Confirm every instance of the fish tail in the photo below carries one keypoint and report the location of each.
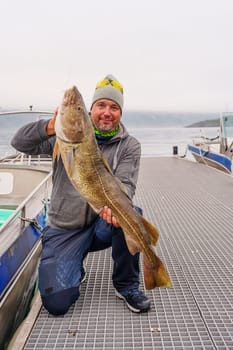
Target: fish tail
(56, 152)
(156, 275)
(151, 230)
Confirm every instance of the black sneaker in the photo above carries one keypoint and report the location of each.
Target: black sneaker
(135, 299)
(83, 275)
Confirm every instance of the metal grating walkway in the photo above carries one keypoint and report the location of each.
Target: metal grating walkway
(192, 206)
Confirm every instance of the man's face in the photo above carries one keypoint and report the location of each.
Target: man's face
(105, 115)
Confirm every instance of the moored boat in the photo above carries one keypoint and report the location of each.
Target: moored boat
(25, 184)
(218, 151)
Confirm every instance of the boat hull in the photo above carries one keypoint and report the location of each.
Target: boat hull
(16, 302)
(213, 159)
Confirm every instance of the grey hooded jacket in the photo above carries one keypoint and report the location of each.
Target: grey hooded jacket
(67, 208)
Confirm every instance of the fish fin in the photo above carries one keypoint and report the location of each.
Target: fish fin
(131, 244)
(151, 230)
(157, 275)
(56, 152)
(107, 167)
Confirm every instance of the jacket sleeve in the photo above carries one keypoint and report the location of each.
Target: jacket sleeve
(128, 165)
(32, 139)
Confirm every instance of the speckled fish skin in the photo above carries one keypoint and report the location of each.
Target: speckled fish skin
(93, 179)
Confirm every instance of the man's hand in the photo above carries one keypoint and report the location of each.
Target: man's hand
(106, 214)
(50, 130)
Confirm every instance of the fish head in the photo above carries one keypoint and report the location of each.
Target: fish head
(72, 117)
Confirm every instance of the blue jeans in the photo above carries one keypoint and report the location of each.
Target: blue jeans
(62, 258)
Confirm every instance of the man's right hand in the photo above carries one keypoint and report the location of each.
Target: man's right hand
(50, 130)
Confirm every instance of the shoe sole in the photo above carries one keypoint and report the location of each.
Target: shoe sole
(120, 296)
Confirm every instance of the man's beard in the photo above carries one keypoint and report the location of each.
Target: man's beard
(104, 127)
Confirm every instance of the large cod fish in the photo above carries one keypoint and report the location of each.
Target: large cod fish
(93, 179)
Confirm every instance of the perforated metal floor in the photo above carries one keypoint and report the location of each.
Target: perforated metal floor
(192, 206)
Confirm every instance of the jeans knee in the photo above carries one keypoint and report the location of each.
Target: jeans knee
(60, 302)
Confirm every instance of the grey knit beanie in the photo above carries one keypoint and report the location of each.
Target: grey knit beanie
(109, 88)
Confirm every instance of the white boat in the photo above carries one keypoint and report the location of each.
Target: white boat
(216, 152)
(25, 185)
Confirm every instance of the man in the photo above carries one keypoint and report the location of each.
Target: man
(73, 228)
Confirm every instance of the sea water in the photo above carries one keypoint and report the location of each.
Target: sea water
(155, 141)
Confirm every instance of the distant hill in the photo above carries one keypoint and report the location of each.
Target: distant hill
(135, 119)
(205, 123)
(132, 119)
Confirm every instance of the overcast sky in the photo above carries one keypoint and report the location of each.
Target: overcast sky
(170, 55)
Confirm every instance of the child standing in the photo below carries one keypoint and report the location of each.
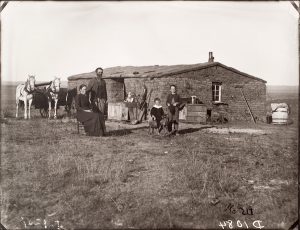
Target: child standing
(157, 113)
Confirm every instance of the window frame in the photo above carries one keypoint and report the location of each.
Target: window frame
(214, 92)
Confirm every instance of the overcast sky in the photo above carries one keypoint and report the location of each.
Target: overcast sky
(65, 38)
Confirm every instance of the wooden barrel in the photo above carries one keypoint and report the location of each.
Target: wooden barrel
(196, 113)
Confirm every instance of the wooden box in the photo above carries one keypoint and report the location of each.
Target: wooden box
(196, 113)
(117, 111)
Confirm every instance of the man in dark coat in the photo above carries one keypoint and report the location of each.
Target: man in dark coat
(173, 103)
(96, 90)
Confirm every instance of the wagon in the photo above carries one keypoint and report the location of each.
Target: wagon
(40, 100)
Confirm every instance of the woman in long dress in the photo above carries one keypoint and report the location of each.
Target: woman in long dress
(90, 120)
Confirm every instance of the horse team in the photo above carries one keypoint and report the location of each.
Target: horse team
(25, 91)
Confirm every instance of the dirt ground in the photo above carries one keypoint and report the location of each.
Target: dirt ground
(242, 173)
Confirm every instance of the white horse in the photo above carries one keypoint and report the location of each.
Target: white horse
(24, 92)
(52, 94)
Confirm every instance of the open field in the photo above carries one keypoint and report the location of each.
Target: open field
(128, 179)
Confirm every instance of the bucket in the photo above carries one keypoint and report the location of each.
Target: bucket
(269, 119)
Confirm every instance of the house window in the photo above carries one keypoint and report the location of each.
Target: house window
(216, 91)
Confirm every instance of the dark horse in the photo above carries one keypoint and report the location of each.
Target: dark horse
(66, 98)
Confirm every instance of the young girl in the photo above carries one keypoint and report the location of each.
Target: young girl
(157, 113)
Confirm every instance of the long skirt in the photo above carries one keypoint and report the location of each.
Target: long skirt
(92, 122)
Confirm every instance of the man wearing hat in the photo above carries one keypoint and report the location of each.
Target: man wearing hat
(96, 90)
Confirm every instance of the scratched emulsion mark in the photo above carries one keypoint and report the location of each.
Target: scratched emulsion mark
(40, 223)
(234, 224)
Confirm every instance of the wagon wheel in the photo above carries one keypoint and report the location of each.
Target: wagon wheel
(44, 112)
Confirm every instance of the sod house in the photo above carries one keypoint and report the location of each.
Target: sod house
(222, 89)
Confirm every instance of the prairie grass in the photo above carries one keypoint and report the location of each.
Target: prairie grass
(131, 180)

Task item: Out of the records, collect only those lines that contain the string "below".

Completed task:
Confirm every instance of the fish tail in the photo below carries one keypoint and report the location of each.
Confirm every instance of the child standing in the photo below carries one keypoint and report the location of each.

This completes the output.